Ethiopian entrepreneur

Alfa Demmellash (born 1979–1980) is an Ethiopian entrepreneur and the chief executive officer of the non-profit Rising Tide Capital. Demmellash works to support entrepreneurs from disadvantaged communities. She has been honoured by the World Economic Forum, Heinz Awards and CNN.

== Early life and education ==
Demmellash was born in Ethiopia. At the age of only two, she lost two of her siblings to a civil war, and her mother fled the country. Demmellash moved close to her grandparents' home where she attended a Montessori school. Her mother travelled through Kenya and eventually ended up in the United States, where she worked to earn enough money to move Demmellash to the United States as well. By day, Demmellash's mother worked as a waitress, and by night she was a seamstress, creating Ethiopian-inspired clothing. Eventually she earned enough money, and, at the age of 12, Demmellash moved to Boston. Demmellash was an undergraduate student at Harvard University, where she specialised in politics. As an undergraduate student Demmellash was involved with the Harvard African Students Associations. Whilst at Harvard Demmellash met Alex Forrester, a New Jersey native with whom she shared concerns about urban poverty.

== Career ==
After graduating Demmellash moved to New Jersey, where she established Rising Tide Capital in 2004. Demmellash travelled around Camden and Newark where she interacted with community members and innovators. Rising Tide Capital looked to provide social, knowledge and financial capital to communities of color. They create a Community Business Academy, which provides intense training to people from low to moderate-income people.

> [WHAT TO DO]:
1. Reproduce the stretch of the Alfa Demmellash passage from "Alfa Demmellash (born" through "Awards and CNN.".
2. Answer these from the Alfa Demmellash passage:
(a) In what year did Demmellash establish Rising Tide Capital?
(b) How old was she when she moved to Boston?
(c) What did she specialize in at Harvard?
The material after the Alfa Demmellash passage is separate from it.

> [EXTRACTED INFORMATION]:
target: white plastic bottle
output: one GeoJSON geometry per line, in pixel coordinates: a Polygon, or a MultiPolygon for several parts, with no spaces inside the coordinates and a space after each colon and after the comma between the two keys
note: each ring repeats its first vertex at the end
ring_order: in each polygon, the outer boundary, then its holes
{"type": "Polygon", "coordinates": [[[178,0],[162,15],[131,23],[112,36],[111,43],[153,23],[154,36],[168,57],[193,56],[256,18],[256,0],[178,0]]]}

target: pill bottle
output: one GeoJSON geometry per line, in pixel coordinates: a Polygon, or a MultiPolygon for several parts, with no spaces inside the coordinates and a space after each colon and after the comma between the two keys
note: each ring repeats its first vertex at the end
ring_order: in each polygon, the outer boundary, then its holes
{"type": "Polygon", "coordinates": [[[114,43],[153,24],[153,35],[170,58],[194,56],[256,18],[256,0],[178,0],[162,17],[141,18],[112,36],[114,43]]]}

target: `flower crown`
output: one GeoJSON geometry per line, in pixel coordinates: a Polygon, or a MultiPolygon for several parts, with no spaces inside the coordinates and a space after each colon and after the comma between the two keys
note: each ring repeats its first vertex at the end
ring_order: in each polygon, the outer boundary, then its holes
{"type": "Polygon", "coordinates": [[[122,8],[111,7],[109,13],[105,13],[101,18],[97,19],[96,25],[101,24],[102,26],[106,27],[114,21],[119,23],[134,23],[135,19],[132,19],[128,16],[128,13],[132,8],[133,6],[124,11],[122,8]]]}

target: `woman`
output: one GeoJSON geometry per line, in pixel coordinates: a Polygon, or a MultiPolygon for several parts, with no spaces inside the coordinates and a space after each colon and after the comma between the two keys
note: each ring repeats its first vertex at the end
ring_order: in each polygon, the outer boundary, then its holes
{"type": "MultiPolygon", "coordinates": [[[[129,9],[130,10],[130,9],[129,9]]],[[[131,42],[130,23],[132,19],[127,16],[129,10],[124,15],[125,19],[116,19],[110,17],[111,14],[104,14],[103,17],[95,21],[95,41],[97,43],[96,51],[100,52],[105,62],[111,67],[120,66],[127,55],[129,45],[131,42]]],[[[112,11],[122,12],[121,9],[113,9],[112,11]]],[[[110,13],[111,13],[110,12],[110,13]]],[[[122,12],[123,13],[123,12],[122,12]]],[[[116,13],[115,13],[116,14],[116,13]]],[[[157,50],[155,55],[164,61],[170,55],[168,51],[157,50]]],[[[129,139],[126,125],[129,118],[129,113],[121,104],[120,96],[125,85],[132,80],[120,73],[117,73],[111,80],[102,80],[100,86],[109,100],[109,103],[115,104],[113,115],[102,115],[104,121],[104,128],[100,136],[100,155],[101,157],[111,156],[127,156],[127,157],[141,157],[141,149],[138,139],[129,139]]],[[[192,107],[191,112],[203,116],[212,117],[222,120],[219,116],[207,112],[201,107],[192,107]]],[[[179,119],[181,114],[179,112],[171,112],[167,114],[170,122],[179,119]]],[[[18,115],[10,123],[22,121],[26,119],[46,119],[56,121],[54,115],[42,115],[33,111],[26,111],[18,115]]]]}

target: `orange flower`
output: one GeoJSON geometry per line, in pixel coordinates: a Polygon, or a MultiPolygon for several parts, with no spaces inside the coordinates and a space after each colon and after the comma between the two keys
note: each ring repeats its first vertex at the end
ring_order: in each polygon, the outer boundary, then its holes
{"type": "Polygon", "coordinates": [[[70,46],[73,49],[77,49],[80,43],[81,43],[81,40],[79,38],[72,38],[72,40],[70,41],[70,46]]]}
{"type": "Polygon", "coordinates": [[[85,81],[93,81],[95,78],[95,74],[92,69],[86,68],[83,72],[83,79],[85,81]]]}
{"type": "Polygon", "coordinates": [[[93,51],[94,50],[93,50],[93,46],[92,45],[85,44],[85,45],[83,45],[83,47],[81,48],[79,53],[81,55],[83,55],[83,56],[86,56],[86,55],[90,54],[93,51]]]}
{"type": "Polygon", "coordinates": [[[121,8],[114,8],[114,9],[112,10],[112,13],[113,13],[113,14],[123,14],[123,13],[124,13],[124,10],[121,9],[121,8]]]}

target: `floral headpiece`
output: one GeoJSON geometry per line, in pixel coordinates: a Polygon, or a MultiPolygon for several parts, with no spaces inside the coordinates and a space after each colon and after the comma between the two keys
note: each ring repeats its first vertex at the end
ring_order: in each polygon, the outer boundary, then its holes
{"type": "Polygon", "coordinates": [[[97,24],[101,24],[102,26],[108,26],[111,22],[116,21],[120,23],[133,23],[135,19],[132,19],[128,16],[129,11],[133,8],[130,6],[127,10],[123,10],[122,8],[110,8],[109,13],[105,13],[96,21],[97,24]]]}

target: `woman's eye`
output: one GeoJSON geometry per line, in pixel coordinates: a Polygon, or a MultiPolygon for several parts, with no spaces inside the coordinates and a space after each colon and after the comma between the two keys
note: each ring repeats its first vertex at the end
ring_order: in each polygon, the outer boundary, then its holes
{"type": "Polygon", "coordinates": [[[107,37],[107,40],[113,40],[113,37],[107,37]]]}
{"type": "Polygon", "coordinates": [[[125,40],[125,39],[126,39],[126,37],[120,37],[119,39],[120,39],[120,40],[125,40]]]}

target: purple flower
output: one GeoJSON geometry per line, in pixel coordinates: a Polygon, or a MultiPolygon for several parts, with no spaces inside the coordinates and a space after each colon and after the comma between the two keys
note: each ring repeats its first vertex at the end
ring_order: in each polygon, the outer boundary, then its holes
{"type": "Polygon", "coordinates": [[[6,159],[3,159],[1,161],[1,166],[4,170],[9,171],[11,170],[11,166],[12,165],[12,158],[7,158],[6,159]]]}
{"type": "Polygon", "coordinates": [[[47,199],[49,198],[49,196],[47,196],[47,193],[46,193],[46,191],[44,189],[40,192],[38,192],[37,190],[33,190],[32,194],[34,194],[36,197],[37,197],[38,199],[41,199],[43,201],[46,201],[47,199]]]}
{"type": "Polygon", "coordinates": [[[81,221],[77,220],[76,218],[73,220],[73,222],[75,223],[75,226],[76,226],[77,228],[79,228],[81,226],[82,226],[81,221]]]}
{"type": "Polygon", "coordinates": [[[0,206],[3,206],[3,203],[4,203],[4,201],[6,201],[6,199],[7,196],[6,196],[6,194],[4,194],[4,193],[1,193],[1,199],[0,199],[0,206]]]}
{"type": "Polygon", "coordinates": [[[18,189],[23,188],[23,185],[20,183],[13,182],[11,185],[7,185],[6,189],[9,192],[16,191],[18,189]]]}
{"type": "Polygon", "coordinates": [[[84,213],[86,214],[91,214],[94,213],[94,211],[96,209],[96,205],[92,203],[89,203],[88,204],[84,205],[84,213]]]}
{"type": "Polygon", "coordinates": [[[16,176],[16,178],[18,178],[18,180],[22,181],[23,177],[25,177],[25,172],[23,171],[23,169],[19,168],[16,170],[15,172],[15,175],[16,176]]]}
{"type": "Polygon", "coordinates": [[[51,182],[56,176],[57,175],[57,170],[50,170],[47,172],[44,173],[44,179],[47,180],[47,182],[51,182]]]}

> [TASK RESULTS]:
1.
Alfa Demmellash (born 1979–1980) is an Ethiopian entrepreneur and the chief executive officer of the non-profit Rising Tide Capital. Demmellash works to support entrepreneurs from disadvantaged communities. She has been honoured by the World Economic Forum, Heinz Awards and CNN.

2.
(a) 2004
(b) 12
(c) Politics